─── SELECTED EXTRACT ───

After Liz Truss’s Resignation, Britain Urgently Needs a General Election
In the end, the lettuce won the contest. Last week, as the British Prime Minister, Liz Truss, was surrounded by turmoil, a salacious Fleet Street tabloid called the Daily Star—which, like the Conservative Party, has seen better days—set a head of lettuce upon a table, put a blond wig on it, and started a live cam to track whether it would outlast the P.M. It did so, easily. On Thursday afternoon, the editors behind the stunt crowed, “Prime Minister Liz Truss has finally resigned, in a glorious victory for the Daily Star’s lettuce—which has so far refused to rule itself out of standing for leader of the Tory Party.”
After six weeks of unprecedented political disarray at Westminster, which has left some masochistic Conservative supporters pining for the return of Mr. Chaos himself, Boris Johnson, it’s reassuring to see that my fellow-Brits haven’t lost their gallows humor. But, of course, the demise of a Prime Minister after the shortest premiership in British history—the previous record holder was George Canning, in 1827—is no laughing matter, and neither is the economic and political chaos that has descended on Britain in the past six weeks, since Truss took over from Johnson.

─── EXTRACTED ENTRIES ───

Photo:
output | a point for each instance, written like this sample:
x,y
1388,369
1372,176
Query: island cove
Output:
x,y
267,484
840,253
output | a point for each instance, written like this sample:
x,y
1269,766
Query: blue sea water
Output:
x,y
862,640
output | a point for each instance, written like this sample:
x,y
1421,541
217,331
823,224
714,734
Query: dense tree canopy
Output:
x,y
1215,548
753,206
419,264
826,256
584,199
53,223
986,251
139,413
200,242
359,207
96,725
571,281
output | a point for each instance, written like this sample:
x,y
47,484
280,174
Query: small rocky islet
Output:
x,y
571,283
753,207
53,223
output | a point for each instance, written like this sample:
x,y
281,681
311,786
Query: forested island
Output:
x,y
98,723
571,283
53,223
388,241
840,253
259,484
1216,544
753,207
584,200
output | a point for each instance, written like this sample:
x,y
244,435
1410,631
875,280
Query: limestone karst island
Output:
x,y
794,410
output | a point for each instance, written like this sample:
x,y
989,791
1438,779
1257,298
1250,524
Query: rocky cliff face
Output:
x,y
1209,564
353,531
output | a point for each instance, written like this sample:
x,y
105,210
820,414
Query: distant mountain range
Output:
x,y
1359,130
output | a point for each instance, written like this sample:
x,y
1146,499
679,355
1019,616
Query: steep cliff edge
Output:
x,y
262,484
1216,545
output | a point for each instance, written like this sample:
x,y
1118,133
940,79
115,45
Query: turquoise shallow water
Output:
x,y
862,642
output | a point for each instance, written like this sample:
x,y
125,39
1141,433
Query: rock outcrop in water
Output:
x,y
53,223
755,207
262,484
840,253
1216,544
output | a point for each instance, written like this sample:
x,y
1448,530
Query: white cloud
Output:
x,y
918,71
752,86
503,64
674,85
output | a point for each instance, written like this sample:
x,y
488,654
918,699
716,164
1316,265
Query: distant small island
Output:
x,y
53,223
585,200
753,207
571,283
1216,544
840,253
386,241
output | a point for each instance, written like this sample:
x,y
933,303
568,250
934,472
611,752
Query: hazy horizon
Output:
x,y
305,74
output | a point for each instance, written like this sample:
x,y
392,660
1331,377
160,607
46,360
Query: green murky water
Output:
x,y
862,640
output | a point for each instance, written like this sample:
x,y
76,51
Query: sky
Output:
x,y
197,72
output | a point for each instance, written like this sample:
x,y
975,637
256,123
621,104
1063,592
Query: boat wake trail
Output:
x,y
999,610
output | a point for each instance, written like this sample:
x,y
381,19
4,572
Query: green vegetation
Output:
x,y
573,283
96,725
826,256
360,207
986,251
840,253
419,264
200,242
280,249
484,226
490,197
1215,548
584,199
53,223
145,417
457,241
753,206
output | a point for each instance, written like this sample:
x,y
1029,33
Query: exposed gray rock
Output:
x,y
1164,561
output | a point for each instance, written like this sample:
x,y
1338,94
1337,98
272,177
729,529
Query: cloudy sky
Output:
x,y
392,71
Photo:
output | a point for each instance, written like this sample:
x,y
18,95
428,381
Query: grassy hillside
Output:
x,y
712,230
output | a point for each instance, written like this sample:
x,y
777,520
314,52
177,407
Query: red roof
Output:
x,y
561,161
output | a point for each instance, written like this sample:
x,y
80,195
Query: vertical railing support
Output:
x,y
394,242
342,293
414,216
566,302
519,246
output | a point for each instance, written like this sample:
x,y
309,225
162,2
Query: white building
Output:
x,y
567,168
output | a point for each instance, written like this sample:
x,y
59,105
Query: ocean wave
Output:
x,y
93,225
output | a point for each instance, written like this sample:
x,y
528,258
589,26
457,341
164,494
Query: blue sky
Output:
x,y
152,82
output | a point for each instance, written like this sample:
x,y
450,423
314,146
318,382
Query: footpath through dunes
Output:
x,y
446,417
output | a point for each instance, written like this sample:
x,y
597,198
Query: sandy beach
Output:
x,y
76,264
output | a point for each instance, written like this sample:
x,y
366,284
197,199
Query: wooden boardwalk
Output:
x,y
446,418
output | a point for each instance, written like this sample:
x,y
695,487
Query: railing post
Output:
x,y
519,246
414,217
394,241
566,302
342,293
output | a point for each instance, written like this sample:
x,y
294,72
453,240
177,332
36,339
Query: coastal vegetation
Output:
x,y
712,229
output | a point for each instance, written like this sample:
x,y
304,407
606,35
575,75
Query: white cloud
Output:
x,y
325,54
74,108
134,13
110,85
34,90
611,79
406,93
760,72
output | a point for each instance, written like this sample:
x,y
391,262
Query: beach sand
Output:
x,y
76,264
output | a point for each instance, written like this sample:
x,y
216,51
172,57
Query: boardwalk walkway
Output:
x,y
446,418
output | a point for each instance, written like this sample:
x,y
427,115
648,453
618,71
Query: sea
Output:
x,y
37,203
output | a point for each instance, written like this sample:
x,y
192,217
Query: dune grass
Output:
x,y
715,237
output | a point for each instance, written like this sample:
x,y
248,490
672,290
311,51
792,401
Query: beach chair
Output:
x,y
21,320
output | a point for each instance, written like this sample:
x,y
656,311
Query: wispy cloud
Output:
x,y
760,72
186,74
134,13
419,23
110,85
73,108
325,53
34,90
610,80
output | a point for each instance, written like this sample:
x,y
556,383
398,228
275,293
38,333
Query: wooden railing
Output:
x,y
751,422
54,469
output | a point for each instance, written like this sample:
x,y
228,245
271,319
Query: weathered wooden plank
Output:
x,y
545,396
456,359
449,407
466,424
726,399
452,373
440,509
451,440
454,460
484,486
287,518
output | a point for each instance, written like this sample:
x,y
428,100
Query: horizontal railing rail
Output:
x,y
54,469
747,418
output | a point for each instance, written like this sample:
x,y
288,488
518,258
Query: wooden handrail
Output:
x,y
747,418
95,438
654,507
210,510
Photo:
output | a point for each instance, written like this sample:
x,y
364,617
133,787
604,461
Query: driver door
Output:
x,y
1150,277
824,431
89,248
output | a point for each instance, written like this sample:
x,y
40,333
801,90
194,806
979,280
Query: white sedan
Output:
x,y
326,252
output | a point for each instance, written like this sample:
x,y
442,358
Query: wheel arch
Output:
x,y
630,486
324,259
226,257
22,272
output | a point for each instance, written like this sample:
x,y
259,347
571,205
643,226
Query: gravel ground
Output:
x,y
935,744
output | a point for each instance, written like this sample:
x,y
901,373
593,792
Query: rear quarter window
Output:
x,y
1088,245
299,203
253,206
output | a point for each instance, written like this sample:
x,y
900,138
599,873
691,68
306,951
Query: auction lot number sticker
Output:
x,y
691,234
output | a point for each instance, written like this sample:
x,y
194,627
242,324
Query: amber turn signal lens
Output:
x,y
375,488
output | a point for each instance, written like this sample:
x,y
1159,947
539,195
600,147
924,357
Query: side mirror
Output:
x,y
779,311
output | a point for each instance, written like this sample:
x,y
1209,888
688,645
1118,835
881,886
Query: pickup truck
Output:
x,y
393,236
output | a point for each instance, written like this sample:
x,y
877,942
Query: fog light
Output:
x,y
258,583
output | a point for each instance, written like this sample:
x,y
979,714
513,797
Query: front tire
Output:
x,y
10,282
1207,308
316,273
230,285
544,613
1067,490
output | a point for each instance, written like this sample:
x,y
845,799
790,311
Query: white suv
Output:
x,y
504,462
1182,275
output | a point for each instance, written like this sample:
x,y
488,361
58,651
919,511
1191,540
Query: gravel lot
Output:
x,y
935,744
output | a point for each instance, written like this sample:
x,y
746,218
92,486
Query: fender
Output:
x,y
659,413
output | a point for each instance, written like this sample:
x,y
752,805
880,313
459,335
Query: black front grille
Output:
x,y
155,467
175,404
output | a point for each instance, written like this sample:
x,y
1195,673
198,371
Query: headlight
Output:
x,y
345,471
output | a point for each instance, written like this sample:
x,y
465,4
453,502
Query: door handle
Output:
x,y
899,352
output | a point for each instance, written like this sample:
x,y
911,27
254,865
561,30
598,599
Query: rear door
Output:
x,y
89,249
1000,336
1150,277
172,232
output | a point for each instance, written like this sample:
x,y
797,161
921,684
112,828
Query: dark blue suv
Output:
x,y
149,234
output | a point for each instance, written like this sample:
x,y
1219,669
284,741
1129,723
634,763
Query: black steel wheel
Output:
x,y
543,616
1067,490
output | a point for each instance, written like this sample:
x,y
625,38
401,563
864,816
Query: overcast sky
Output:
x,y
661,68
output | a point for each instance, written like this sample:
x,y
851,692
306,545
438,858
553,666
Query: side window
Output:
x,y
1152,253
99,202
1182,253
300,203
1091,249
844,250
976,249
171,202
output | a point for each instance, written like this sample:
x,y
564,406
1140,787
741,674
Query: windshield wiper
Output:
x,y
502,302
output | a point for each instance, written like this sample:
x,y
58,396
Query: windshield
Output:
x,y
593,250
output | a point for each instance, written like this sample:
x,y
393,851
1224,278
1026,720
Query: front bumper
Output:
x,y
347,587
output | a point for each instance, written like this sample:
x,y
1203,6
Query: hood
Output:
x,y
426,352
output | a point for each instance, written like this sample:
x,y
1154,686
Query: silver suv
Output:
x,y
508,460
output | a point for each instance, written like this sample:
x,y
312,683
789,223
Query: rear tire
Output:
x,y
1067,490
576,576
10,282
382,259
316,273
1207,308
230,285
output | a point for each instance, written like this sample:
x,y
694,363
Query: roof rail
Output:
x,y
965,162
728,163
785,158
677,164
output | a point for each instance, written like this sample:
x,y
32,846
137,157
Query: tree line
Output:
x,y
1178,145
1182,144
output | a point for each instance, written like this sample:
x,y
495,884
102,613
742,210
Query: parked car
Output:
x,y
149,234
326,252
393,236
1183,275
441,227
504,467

───

JOBS:
1. Copy out the passage of the article on Liz Truss's resignation, starting at "After six weeks" and ending at "over from Johnson.".
2. Continue the article on Liz Truss's resignation from the point where it stops.

ANSWERS IN ORDER:
1.
After six weeks of unprecedented political disarray at Westminster, which has left some masochistic Conservative supporters pining for the return of Mr. Chaos himself, Boris Johnson, it’s reassuring to see that my fellow-Brits haven’t lost their gallows humor. But, of course, the demise of a Prime Minister after the shortest premiership in British history—the previous record holder was George Canning, in 1827—is no laughing matter, and neither is the economic and political chaos that has descended on Britain in the past six weeks, since Truss took over from Johnson.

2.
Her demise began late last month, with a slump in the value of the pound sterling—which she and her Chancellor of the Exchequer, Kwasi Kwarteng, precipitated by announcing a big package of tax cuts that was unfunded, unaudited, regressive, and ill timed. (The stimulus package came as the Bank of England was trying to clamp down on inflation by raising interest rates.) There are historical precedents for a sterling crisis doing immense damage to a British government and Prime Minister. Most recently, in 1992, sterling crashed out of the European Exchange Rate Mechanism, a currency regime that was a precursor to the euro, hugely embarrassing the Conservative government of John Major. On the day of the crash, Kelvin MacKenzie, the long-serving editor of the Sun, a Murdoch tabloid that had previously been a strong supporter of Major, reportedly said to him by phone, “Well, John, let me put it this way. I’ve got a large bucket of shit lying on my desk, and tomorrow morning I’m going to pour it all over your head.” (Major later denied that this happened.)
Despite being humiliated by the 1992 sterling crisis, Major managed to survive. (It did cost him his Chancellor, Norman Lamont.) But, back then, there were at least two big differences from the current situation. Major was a more experienced and effective politician than Truss. What’s more—the Conservative Party, despite having been in office for thirteen years, was still a relatively united, fully functioning political entity. Today, the Party is an utter mess, a collapsed heap, with warring factions within its factions, and many of its backbench M.P.s in despair. The reductio ad absurdum of Truss’s short premiership came late Wednesday, when the resignation of the virulently anti-immigration Home Secretary, Suella Braverman, was followed by a chaotic vote at the House of Commons on an anti-fracking bill, during which one of the Conservative Party’s floor managers was heard to utter, “I am fucking furious, and I don’t give a fuck anymore.”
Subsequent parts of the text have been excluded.